任务要求 A —
收集下面记录中所有包含字符串“vegetation”的行,逐行照抄。匹配时区分大小写。

2016年,阿里云杭州办公室,几位高层正在召开一场战略会,气氛并不怎么样,每个人音量都不小,且情绪分明:“你这个方案姿势就不对!”“这根本就不可放量!”“你是在瞎搞!”
已经记不得是第几次当面吵了。矛头的中心——阿里云机器智能首席科学家闵万里下定决心,定了定声,说:“你们就说想实现多少收入,我扛住这个指标。”
闵万里是数据科学家,曾经在IBM、Google就职。他博士毕业时就写出了受到学术界广泛认可的知名公式。但尝试用它帮一家公司赚到钱,还是第一次。
那原本是一个用于交通流量预测和优化的理论。闵万里的设想是,它可以在一些有大量数据积累的传统行业优化生产流程。他必须要证明自己的理论在实际场景中可以奏效。
第一个挑战是自己找客户。
杭州背靠江浙沪发达的制造业优势,有许多数据量大的头部工厂。闵万里和同事专门整理出一张列表,总共六七十家企业,他决定一一拜访,向他们销售自己的解决方案。第一个客户的名字现在仍然记得:江苏协鑫,一家光伏企业。
闵万里带着一位工程师一起赶往徐州。和这样一家公司谈判,他的经验值是零。同事介绍完他们的身份和来意后,轮到闵万里证明自己和团队的技术能力。他从电脑包里掏出一叠A4纸——是他最引以为傲的论文,里面有一大堆令人眼花缭乱的数学公式。
“我这个论文拿过很多奖,我们的技术很厉害。”一讲到公式和原理,闵万里就滔滔不绝。
对方听完。问:“你们是不是来偷数据的?”
列表上前四十几家公司,每一个都碰了壁。闵万里的团队当时只有6个人,每个都很沮丧——平时,大家都是天之骄子,突然摇身一变成了“求着别人的乙方”。印象最深的是,曾有位老总说话很不客气地说:“我们这行和你们互联网不一样,我们还是脚踏实地的。”
“言下之意,我们都是玩虚的。”闵万里说。
挫折感真的非常强烈。有人承受不住这种心理落差,选择离职。
(闵万里)
闵万里是那种把“不能降低对自己的要求”当成人生信条的人。他给团队打气,“同学们,这件事情是可以work(生效)的”。留下的人选择相信他,毕竟,他的学术能力和技术水平都摆在那儿。经过团队的坚持和努力,第一年,他们完成了将近一千万的指标。2017~2018年度,这个数字变成了6.7亿。2019年6月,闵万里从阿里离职,创立北高峰资本和坤湛科技两家公司,以“技术+资本”的形式与传统产业做数字化、智能化合作,继续用他的理论对这个社会的一些环节施以作用。
坐在深圳自贸中心的办公室,闵万里总结转型经验:“作为一个已经在学术界成功过的人,当你走进产业的时候,能否成功的关键是,你还有勇气撸起袖子加油干、走到最底层?”如今,每见一个新客户之前,闵万里都要求员工把演讲PPT带到他的办公室,花一两个小时听他们现场演示,模拟谈判时的状态,他不仅会看每一张演示文稿的内容、用词、字体和字号大小,也纠正员工的表述、表情和精神状态。

(来自某一集合的记录)

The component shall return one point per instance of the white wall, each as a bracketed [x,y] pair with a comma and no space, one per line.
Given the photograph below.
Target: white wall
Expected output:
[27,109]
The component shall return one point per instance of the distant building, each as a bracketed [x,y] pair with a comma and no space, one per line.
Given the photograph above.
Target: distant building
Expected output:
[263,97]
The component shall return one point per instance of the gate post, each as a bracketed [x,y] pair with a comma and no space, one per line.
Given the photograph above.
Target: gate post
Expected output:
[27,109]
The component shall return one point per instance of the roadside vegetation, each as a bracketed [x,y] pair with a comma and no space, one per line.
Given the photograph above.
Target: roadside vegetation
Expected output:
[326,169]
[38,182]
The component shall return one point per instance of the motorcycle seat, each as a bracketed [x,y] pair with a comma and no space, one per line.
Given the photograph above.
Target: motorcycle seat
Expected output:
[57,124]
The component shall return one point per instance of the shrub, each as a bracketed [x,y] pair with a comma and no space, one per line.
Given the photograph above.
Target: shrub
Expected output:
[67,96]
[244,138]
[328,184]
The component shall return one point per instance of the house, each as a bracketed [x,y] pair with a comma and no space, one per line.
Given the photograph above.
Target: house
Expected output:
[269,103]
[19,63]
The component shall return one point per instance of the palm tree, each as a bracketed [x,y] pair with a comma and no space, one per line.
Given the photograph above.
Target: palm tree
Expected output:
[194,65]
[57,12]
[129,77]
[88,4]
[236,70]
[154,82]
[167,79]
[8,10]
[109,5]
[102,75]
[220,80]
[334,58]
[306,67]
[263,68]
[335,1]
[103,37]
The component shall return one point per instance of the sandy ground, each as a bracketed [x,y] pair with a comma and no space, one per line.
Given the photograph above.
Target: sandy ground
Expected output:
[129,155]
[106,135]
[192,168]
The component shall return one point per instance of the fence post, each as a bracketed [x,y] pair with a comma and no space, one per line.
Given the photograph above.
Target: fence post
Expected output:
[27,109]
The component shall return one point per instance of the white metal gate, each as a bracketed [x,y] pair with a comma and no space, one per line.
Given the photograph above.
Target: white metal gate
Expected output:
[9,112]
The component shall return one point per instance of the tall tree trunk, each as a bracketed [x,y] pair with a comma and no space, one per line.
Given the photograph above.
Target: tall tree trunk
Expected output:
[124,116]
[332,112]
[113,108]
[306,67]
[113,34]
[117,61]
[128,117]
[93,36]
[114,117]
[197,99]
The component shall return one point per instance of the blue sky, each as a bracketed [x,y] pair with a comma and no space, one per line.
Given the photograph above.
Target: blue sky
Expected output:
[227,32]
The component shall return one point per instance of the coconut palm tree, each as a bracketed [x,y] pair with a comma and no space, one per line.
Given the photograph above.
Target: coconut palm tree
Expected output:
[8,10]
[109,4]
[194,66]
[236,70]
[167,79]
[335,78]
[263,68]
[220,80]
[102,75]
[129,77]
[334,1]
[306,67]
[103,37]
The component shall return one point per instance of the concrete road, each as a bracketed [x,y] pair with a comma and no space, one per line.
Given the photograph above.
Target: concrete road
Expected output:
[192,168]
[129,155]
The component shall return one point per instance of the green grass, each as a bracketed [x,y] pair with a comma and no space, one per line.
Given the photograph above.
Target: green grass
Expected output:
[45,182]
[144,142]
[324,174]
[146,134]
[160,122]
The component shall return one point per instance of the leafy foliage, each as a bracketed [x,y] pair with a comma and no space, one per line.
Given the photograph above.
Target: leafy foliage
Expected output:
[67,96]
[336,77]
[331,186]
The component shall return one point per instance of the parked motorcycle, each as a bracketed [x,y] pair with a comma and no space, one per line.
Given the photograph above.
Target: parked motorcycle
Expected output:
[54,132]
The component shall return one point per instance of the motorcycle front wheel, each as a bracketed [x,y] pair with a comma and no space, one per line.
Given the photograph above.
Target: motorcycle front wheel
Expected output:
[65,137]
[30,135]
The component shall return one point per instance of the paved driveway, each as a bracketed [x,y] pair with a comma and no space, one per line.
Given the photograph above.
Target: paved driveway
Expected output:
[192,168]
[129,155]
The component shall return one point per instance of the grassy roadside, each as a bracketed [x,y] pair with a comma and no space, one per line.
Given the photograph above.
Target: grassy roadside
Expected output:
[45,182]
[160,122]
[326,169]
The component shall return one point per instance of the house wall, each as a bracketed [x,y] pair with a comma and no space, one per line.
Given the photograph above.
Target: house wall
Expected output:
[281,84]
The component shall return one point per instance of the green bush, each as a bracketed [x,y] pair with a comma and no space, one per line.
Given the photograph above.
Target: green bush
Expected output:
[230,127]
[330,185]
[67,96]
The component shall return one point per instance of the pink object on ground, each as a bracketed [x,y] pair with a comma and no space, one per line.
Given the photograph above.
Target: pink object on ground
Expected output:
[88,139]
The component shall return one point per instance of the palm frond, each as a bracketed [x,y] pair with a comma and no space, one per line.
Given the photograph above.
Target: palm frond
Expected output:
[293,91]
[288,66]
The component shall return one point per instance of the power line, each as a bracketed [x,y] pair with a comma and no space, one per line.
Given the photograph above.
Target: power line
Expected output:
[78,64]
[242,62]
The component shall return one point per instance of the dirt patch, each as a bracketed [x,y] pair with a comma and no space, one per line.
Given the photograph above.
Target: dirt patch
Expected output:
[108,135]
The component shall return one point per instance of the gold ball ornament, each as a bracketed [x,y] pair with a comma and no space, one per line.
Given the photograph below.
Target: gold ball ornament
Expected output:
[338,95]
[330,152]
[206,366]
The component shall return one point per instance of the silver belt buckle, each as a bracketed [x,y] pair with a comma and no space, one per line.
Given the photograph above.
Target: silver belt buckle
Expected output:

任务要求 B —
从上面讲述闵万里经历的原文节选中摘录一段文字,范围从“已经记不得是第几次当面吵了。”开始,一直到“这个社会的一些环节施以作用。”为止,一字不改地抄出。

参考解答 A —
The component shall return one point per instance of the roadside vegetation, each as a bracketed [x,y] pair with a comma and no space, one per line.
Target: roadside vegetation

参考解答 B —
已经记不得是第几次当面吵了。矛头的中心——阿里云机器智能首席科学家闵万里下定决心,定了定声,说:“你们就说想实现多少收入,我扛住这个指标。”
闵万里是数据科学家,曾经在IBM、Google就职。他博士毕业时就写出了受到学术界广泛认可的知名公式。但尝试用它帮一家公司赚到钱,还是第一次。
那原本是一个用于交通流量预测和优化的理论。闵万里的设想是,它可以在一些有大量数据积累的传统行业优化生产流程。他必须要证明自己的理论在实际场景中可以奏效。
第一个挑战是自己找客户。
杭州背靠江浙沪发达的制造业优势,有许多数据量大的头部工厂。闵万里和同事专门整理出一张列表,总共六七十家企业,他决定一一拜访,向他们销售自己的解决方案。第一个客户的名字现在仍然记得:江苏协鑫,一家光伏企业。
闵万里带着一位工程师一起赶往徐州。和这样一家公司谈判,他的经验值是零。同事介绍完他们的身份和来意后,轮到闵万里证明自己和团队的技术能力。他从电脑包里掏出一叠A4纸——是他最引以为傲的论文,里面有一大堆令人眼花缭乱的数学公式。
“我这个论文拿过很多奖,我们的技术很厉害。”一讲到公式和原理,闵万里就滔滔不绝。
对方听完。问:“你们是不是来偷数据的?”
列表上前四十几家公司,每一个都碰了壁。闵万里的团队当时只有6个人,每个都很沮丧——平时,大家都是天之骄子,突然摇身一变成了“求着别人的乙方”。印象最深的是,曾有位老总说话很不客气地说:“我们这行和你们互联网不一样,我们还是脚踏实地的。”
“言下之意,我们都是玩虚的。”闵万里说。
挫折感真的非常强烈。有人承受不住这种心理落差,选择离职。
(闵万里)
闵万里是那种把“不能降低对自己的要求”当成人生信条的人。他给团队打气,“同学们,这件事情是可以work(生效)的”。留下的人选择相信他,毕竟,他的学术能力和技术水平都摆在那儿。经过团队的坚持和努力,第一年,他们完成了将近一千万的指标。2017~2018年度,这个数字变成了6.7亿。2019年6月,闵万里从阿里离职,创立北高峰资本和坤湛科技两家公司,以“技术+资本”的形式与传统产业做数字化、智能化合作,继续用他的理论对这个社会的一些环节施以作用。